- **To be done**
1. In the summary of Mankiw's macroeconomics refresher article, which large-scale macroeconometric model is named as an example of IS-LM theory put into practice?
2. Carry on the summary of Mankiw's macroeconomics refresher article from where it stops, in the same voice.
#### Excerpt to read ####
New Keynesian Thought and “A Quick Refresher Course in Macroeconomics”

30 03 2008

Mankiw, Gregory N. “A Quick Refresher Course in Macroeconomics.” Journal of Economic Literature 28 (December 1990): 1645-1660.

In this article, Mankiw attempts to reconcile why developments in economic theory had not yet been translated into changes in applied macroeconomics. Until the 1970s, John Hicks’ interpretation of John Maynard Keynes’ vision of the economy through the IS-LM model was deemed the general consensus among economists at the time. Such theory became embodied in more practical, large-scale macroeconometric models such as the MIT-Penn-Social Science Research Council model. However, support for the IS-LM model dwindled in the early 1970s due to its inability to explain stagflation and its lack of adequate micro foundations. Friedman and Phelps’ prediction that the empirical relationship between inflation and unemployment would break down if exploited came true. Lucas also scored a blow on Keynesian thought with his critique arguing that many key macroeconomic variables depend on expectations. If a model cannot account for changes in expectations then it cannot evaluate alternative policies.

This breakdown in consensus caused economists to branch out in three directions of research to build macro models on firm micro foundations; these directions included: 1) modeling expectations (particularly rational expectations); 2) explaining macro phenomena using new classical models; and 3) resurrecting Keynesian theory with new Keynesian models.

New Keynesian Macroeconomics

While new classical models attempted to explain economic fluctuations within the Walrasian market-clearing framework, new Keynesians took another look at the possibility for market failure on a grand scale. They needed to explain why wages and prices failed to adjust instantly to equilibrate supply and demand. Lack of a theoretical justification for price and wages stickiness had helped bring down the original Keynesian model. Such an explanation would need firm mico reasoning as well.
#### Dataset extract ####
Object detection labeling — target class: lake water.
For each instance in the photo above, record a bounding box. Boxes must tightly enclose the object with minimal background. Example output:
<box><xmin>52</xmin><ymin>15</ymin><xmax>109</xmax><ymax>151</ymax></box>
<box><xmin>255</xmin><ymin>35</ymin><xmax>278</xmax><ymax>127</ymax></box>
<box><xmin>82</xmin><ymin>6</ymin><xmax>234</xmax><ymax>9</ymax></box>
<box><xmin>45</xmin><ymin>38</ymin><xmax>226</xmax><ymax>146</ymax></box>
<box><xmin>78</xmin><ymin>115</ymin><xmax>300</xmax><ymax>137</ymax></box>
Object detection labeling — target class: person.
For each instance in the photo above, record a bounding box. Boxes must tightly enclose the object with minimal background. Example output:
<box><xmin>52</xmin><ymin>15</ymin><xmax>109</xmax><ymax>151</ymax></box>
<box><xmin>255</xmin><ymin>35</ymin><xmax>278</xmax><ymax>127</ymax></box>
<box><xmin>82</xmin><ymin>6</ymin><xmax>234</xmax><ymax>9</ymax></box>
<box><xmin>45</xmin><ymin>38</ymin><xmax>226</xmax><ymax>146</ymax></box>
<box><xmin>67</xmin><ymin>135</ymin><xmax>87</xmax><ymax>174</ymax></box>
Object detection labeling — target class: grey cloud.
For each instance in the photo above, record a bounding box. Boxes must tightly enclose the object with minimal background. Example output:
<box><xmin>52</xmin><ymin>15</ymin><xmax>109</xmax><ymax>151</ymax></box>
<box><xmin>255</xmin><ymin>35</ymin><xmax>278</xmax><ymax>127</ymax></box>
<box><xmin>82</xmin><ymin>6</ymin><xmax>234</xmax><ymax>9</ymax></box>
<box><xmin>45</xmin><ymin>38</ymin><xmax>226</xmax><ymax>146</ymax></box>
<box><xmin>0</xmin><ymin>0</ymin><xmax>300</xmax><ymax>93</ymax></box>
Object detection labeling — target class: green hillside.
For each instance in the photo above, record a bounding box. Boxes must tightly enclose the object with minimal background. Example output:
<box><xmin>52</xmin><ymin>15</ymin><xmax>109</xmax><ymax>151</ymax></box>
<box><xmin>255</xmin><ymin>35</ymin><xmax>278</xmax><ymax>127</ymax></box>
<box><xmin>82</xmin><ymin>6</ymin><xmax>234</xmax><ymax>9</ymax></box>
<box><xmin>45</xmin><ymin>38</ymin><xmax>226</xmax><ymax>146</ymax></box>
####
- **Exercise results**
1. The MIT-Penn-Social Science Research Council model.

2.
Fixed Prices and General Disequilibrium

During the 1970s, Keynesians spent much time and energy trying to determine how markets interact when prices are fixed at nonmarket-clearing levels, primarily demonstrating economic policy’s influence on output and unemployment under such a regime. These models showed that the behavior of the economy depends greatly on which markets have excess supply and which have excess demand. The excess supply of labor (unemployment) can occur under two regimes: 1) classical unemployment in which real wages are too high all workers to be profitably employed; and 2) Keynesian unemployment in which unemployment occurs because firms cannot sell all they want to at the market price. In the classical case, unemployment occurs due to disequilbrium in the labor market, while the Keynesian case implies a disequilibrium in the goods market. Where is the problem? If imperfections exist in both markets, how do they interact? What keeps prices from adjusting to clear markets?

After the new classical revolution, American Keynesians switched focus to modeling the price adjustment process. Economists typically work under the assumption of perfect competition in which all firms are price-takers. However to model price adjustments, new Keynesians acknowledged that some economic actors have the power to be price-setters.

Labor Contracts and Sticky Wages

To explain sticky wages, a popular line of research was to model labor market failure as caused by labor contracts that specify nominal wages in advance. Such models were appealing because they reflected obseved institutions and implied that policy does have relevant effects on employment. Since nominal wages cannot adjust to economic disturbances, monetary policy can systematically determine real wages and thus employment.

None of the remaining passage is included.